**Consigne 1**. Recopiez intégralement le texte sur les devoirs des magistrats et le rôle de la Cour suprême.

**Extrait de page**.
Veiller à amélioration du climat des affaires
Pour éradiquer tous ces dysfonctionnements, la Commission de discipline des magistrats devrait fonctionner, a-t-il souligné, pour être un véritable incitateur au devoir de probité, à l’exemplarité, au travail acharné et de qualité. Insistant sur les valeurs morales des magistrats telles que le désintéressement, l’impartialité et l’équité sont et doivent demeurer, de tout temps et en toutes circonstances, le crédo du juge. « Vous devez aussi vous approprier l’obligation que les dispositifs destinés à faire exécuter toutes les condamnations ou sentences prononcées, par ailleurs, par vous-mêmes, intègrent les préoccupations fondamentales de notre système judiciaire. La Cour suprême doit avoir une doctrine claire résultant de l’application et de l’interprétation conformes de nos lois. Elle doit publier ses arrêts afin que les juridictions d’instance et d’appel les connaissent, s’en imprègnent et s’en servent pour donner une image harmonisée et régulée de notre justice », a-t-il prescrit.

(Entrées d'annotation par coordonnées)
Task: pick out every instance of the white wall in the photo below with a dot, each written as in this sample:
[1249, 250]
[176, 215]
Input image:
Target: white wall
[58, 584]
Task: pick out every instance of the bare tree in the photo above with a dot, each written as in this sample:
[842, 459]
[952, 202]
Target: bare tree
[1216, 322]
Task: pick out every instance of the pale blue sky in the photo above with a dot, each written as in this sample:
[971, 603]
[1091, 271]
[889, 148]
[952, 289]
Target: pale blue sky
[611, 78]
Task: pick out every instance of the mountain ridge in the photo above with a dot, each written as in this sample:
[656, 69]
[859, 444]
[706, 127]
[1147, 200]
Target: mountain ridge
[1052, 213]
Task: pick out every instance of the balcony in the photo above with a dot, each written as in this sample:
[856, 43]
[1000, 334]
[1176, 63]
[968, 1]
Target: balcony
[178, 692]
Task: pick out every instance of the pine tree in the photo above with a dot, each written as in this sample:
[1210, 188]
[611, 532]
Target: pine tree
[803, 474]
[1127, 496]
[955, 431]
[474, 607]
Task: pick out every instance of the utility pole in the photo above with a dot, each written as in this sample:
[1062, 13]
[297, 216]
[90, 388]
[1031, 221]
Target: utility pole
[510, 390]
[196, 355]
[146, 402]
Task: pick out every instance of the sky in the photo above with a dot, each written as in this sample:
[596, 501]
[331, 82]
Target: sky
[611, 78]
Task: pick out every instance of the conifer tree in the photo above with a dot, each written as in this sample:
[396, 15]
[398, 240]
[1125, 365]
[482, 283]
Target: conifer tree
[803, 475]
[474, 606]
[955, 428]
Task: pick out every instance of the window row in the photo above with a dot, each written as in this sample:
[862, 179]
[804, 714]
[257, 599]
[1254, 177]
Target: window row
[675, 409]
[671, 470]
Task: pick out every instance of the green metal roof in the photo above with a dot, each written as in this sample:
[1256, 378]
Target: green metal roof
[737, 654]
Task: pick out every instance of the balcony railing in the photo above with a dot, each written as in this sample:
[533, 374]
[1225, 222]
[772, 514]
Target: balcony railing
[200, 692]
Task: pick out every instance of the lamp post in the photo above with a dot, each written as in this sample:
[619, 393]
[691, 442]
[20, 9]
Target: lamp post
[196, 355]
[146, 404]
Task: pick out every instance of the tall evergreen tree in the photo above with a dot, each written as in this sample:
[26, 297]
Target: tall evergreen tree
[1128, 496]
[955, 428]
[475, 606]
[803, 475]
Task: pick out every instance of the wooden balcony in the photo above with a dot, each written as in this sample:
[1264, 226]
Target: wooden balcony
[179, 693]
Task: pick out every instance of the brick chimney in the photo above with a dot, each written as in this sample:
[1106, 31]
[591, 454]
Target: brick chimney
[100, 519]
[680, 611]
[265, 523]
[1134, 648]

**Consigne 2**. Reprenez mot pour mot les entrées, de la ligne qui contient « Task: pick out every instance of the green » jusqu'à la fin des entrées, cette ligne comprise, et rien d'autre.

**Réponse 1**.
Veiller à amélioration du climat des affaires
Pour éradiquer tous ces dysfonctionnements, la Commission de discipline des magistrats devrait fonctionner, a-t-il souligné, pour être un véritable incitateur au devoir de probité, à l’exemplarité, au travail acharné et de qualité. Insistant sur les valeurs morales des magistrats telles que le désintéressement, l’impartialité et l’équité sont et doivent demeurer, de tout temps et en toutes circonstances, le crédo du juge. « Vous devez aussi vous approprier l’obligation que les dispositifs destinés à faire exécuter toutes les condamnations ou sentences prononcées, par ailleurs, par vous-mêmes, intègrent les préoccupations fondamentales de notre système judiciaire. La Cour suprême doit avoir une doctrine claire résultant de l’application et de l’interprétation conformes de nos lois. Elle doit publier ses arrêts afin que les juridictions d’instance et d’appel les connaissent, s’en imprègnent et s’en servent pour donner une image harmonisée et régulée de notre justice », a-t-il prescrit.

**Réponse 2**.
Task: pick out every instance of the green metal roof in the photo above with a dot, each written as in this sample:
[1256, 378]
Target: green metal roof
[737, 654]
Task: pick out every instance of the balcony railing in the photo above with a dot, each written as in this sample:
[533, 374]
[1225, 222]
[772, 514]
Target: balcony railing
[200, 692]
Task: pick out every instance of the lamp post in the photo above with a dot, each written as in this sample:
[619, 393]
[691, 442]
[20, 9]
Target: lamp post
[196, 355]
[146, 404]
Task: pick out every instance of the tall evergreen tree in the photo above with a dot, each written as in this sample:
[26, 297]
Target: tall evergreen tree
[1128, 496]
[955, 428]
[475, 606]
[803, 475]
Task: pick out every instance of the wooden balcony in the photo above with a dot, each written as in this sample:
[1264, 226]
Target: wooden balcony
[179, 693]
Task: pick out every instance of the brick chimney in the photo above with a dot, each written as in this sample:
[1106, 31]
[591, 454]
Target: brick chimney
[100, 519]
[680, 611]
[265, 523]
[1134, 648]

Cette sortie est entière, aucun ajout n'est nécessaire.